Object outline annotations
※

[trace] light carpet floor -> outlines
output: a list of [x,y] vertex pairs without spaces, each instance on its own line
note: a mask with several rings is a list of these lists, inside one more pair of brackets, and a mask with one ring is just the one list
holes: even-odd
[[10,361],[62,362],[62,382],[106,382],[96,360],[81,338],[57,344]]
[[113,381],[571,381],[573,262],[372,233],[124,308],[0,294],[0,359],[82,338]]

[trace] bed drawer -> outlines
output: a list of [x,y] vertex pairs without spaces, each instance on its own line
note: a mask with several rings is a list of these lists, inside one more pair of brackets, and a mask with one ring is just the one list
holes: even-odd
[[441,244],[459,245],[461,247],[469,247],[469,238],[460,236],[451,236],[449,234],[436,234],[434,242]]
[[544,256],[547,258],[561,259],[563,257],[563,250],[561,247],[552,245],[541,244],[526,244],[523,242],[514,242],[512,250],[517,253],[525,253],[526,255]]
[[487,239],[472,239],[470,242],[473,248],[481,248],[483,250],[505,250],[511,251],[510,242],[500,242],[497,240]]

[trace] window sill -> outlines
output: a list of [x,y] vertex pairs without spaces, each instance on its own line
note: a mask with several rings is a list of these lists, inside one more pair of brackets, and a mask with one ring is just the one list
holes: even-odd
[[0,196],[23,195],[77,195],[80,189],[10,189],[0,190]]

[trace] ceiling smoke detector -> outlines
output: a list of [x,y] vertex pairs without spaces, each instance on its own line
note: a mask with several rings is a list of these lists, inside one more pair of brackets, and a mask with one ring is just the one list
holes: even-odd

※

Starting with the line with "[trace] window sill -> outlines" and going on through the line with "[[0,196],[23,195],[77,195],[80,189],[10,189],[0,190]]", write those lines out again with "window sill" changed to "window ledge" and everything else left as it is.

- _THE ANSWER_
[trace] window ledge -> outlines
output: a list of [x,y] vertex pairs without spaces, each instance on its own line
note: a mask with several rings is a list of these lists, inside one more pair of brackets, and a mask with one ring is just the one list
holes: even-odd
[[0,196],[23,195],[77,195],[80,189],[10,189],[0,190]]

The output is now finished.